**READING TEXT:**

This provoked dissent within the party, and even within the party leadership. Already in 1920-21 a group calling itself the ‘workers’ opposition’ had argued at conferences, in party publications (which were still open to it) and in 250,000 copies of a pamphlet (printed on party presses) that workers were losing out. But it was unable to put forward any practical proposals for dealing with the general impoverishment of the country. In 1923-24 wider opposition arose, with an open letter from 46 old Bolsheviks critical of the bureaucratisation of the party. This ‘Left Opposition’ coalesced around Trotsky, president of the St Petersburg soviet of 1905, organiser of the October insurrection and founder of the Red Army. It argued that the only way forward lay in three connected sets of measures—the expansion of industry so as to increase the social weight of the working class, an increase in workers’ democracy, and an end to bureaucratic tendencies within the party and the state. These alone could preserve the health of the workers’ state until the revolution spread internationally.

There was a torrent of abuse against the opposition such as the party had never known before. For every article putting the Left Opposition’s point of view in the party press there were ten by the leadership denouncing them. There was diatribe after diatribe against ‘Trotskyism’, and Trotsky himself was demoted from the key position of head of the Red Army to a secondary role as minister for science and technology, while Stalin accumulated increasing power in his own hands.

How bureaucratised the party had become was shown in 1926, when Stalin and Bukharin fell out with Zinoviev. The Petrograd district organisation which had until then virtually unanimously backed Zinoviev now just as unanimously denounced him. Zinoviev and his supporters were subject to the same sort of attacks that had previously been directed at Trotsky and the Left Opposition.

**TASK BRIEF:** Carry on the passage about opposition inside the Bolshevik party, picking up after its final sentence. These entries were drawn from a separate source.

[Saved items]
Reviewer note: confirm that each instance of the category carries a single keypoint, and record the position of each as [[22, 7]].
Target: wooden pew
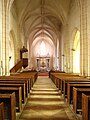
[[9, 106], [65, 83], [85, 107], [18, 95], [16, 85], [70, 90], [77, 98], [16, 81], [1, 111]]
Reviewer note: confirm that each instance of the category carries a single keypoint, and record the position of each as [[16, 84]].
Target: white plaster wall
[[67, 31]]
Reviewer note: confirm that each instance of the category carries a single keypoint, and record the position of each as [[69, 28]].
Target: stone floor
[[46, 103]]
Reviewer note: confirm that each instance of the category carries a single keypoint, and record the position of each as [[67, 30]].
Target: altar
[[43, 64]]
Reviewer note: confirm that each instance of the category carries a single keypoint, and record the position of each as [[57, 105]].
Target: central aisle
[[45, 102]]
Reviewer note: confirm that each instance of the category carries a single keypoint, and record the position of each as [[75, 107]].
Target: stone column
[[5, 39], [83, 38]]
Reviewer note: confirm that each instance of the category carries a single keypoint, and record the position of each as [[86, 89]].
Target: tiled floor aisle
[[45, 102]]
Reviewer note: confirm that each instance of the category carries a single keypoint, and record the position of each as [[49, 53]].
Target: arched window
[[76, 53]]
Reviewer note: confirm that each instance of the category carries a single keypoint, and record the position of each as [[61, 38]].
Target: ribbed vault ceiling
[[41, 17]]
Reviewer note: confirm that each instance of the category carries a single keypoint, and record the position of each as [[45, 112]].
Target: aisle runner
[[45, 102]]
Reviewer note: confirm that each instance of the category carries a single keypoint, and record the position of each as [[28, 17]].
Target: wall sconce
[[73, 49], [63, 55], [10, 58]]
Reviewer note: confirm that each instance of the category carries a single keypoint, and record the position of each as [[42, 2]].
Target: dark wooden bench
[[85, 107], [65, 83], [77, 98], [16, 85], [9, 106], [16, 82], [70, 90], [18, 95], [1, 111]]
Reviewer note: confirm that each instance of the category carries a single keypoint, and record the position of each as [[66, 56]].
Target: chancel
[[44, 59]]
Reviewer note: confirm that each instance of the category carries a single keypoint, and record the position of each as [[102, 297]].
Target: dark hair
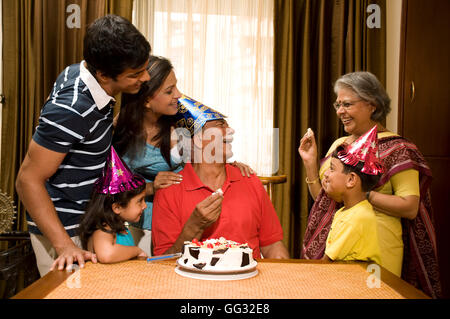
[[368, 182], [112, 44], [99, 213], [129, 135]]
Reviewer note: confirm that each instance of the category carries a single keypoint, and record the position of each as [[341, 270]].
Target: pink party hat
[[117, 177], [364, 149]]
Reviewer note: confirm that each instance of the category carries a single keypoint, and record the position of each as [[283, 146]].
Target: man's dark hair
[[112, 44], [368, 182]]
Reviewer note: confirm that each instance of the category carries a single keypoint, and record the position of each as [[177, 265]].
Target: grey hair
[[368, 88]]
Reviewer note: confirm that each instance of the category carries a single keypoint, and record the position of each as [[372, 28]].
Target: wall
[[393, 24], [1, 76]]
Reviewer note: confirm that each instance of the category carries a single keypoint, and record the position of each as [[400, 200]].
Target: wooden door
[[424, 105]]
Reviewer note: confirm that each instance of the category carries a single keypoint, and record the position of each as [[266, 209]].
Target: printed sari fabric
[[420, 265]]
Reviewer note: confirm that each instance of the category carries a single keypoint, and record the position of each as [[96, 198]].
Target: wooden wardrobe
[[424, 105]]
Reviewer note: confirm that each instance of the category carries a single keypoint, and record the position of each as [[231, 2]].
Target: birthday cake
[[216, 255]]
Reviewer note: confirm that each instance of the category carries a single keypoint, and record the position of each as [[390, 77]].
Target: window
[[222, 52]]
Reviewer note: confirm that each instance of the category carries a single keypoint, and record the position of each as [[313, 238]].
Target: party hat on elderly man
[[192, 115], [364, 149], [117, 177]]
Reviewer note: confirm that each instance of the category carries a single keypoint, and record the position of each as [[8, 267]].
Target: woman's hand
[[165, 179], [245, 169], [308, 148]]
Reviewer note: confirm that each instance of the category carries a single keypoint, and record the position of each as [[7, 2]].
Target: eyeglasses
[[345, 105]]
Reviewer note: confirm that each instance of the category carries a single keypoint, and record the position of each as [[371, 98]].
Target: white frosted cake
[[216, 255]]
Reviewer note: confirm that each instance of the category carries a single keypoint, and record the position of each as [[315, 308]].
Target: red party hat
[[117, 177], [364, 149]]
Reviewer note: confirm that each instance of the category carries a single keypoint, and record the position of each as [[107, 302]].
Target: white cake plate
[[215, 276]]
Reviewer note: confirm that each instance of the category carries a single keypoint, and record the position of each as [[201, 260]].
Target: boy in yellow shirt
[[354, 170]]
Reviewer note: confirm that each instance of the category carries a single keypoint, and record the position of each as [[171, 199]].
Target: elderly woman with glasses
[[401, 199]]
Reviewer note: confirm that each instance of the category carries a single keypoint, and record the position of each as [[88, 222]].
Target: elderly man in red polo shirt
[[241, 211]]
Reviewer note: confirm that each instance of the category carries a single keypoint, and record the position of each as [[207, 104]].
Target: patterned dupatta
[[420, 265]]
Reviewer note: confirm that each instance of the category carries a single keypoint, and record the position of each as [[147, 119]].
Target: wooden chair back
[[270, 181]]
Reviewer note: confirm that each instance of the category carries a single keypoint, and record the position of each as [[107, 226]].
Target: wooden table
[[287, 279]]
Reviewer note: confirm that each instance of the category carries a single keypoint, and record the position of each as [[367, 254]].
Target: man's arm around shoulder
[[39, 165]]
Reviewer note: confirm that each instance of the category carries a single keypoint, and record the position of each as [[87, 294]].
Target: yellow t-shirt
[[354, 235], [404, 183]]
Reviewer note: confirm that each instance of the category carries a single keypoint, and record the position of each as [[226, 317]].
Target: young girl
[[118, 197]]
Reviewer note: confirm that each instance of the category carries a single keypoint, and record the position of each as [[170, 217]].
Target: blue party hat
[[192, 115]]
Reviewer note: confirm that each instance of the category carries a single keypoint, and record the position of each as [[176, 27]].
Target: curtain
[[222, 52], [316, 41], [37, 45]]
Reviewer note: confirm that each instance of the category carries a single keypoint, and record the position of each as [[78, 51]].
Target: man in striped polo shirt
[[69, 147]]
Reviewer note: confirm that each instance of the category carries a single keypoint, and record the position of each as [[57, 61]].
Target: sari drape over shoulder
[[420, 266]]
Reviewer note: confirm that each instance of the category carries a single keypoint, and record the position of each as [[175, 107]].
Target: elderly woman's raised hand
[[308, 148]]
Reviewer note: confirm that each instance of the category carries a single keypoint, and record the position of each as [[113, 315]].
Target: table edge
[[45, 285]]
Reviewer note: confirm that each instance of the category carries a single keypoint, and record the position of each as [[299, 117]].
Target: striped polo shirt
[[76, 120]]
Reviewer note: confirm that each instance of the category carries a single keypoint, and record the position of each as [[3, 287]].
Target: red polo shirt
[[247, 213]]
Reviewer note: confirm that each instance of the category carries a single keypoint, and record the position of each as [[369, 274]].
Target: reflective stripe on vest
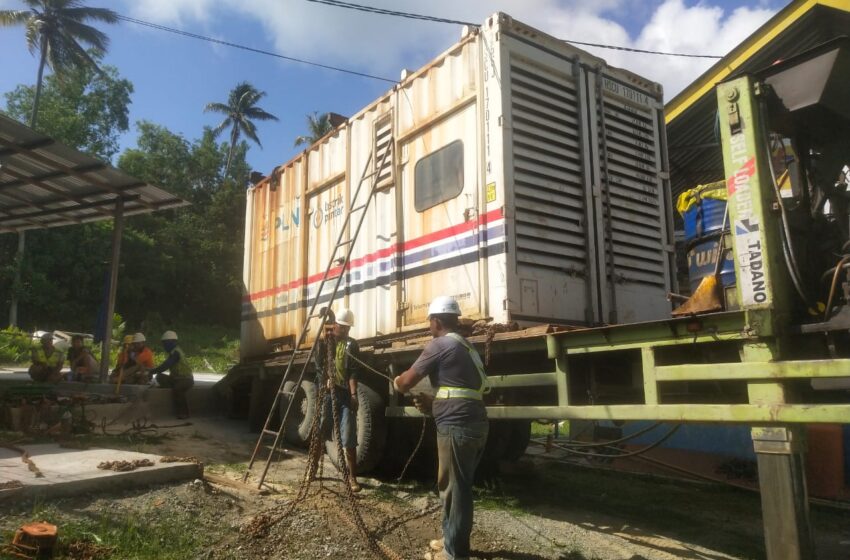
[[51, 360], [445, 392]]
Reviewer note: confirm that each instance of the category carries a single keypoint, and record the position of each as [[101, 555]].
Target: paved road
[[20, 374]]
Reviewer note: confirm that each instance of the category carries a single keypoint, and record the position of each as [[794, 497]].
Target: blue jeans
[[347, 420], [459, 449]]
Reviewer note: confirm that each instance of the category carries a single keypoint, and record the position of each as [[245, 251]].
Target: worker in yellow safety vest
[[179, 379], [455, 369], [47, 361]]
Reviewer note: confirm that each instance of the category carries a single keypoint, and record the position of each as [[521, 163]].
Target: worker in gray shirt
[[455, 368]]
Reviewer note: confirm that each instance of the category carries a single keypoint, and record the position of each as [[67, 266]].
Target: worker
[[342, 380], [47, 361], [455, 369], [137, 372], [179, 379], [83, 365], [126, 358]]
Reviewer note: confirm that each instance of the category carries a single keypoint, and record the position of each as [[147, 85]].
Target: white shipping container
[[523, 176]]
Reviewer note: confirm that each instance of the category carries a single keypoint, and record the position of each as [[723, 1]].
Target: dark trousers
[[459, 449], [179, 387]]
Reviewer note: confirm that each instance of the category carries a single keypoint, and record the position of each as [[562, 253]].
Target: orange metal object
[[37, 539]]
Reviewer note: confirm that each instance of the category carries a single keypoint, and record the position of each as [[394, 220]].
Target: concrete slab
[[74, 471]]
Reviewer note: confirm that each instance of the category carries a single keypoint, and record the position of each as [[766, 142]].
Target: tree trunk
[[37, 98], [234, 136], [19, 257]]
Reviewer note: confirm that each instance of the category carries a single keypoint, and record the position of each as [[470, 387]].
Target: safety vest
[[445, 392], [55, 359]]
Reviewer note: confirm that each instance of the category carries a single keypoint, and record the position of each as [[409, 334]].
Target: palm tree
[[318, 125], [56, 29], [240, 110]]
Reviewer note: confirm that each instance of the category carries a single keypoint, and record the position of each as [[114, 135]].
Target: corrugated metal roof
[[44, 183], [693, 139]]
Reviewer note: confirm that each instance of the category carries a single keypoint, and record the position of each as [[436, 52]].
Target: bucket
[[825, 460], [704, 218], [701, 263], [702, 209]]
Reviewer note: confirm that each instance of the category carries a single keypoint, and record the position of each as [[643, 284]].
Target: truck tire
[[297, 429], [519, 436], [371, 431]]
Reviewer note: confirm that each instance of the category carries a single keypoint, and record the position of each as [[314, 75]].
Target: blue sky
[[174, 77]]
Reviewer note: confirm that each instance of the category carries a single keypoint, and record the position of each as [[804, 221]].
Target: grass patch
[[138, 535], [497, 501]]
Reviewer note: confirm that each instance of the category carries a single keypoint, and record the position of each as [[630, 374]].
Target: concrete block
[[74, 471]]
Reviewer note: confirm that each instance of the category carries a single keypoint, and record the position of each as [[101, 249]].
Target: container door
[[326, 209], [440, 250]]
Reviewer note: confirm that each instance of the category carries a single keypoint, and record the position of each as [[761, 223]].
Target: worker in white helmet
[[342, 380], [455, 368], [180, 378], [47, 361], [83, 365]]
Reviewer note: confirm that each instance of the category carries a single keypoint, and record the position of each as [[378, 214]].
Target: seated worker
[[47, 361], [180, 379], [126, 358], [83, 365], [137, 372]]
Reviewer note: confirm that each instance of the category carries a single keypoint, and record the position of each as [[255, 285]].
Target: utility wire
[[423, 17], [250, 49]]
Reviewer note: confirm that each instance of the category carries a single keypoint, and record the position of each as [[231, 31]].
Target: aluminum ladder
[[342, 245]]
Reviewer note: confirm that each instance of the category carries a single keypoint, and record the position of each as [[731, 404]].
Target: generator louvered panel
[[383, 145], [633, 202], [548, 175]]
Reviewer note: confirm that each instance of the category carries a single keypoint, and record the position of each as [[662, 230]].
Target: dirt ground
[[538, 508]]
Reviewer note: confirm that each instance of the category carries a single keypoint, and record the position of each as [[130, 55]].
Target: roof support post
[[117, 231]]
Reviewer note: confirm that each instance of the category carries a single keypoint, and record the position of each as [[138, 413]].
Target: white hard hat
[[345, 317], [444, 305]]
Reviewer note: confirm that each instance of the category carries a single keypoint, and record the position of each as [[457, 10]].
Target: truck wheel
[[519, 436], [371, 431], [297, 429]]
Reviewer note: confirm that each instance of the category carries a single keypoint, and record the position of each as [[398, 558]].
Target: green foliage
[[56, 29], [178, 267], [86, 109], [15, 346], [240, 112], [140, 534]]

**REPLY TO THE EXERCISE:**
It was at this point that Stalin and Bukharin gave expression to the bureaucratic conservatism of much of the party by embracing a completely new doctrine known as ‘socialism in one country’. Previously all the leaders of Bolshevism had been agreed that while workers could establish a state of their own in a single country they could not advance to full socialism on that basis. Overcoming the heritage of 5,000 years of class society would only be possible by utilising all the means of production created by modern industrial capitalism—and these existed on a world scale, not in one country, and certainly not in a backward country like Russia. Eventually the revolution had to spread or die.

Not only had Lenin reiterated this on numerous occasions, but Stalin himself had insisted in his book
Lenin and Leninism
, published in 1924:

The main task of socialism—the organisation of socialist production—still remains ahead. Can the task be accomplished, can the final victory of socialism in one country be achieved without the joint efforts of the proletariat of several advanced countries? No, this is impossible…For the final victory of socialism, for the organisation of socialist production, the efforts of one country, particularly of such a peasant country as Russia, are insufficient.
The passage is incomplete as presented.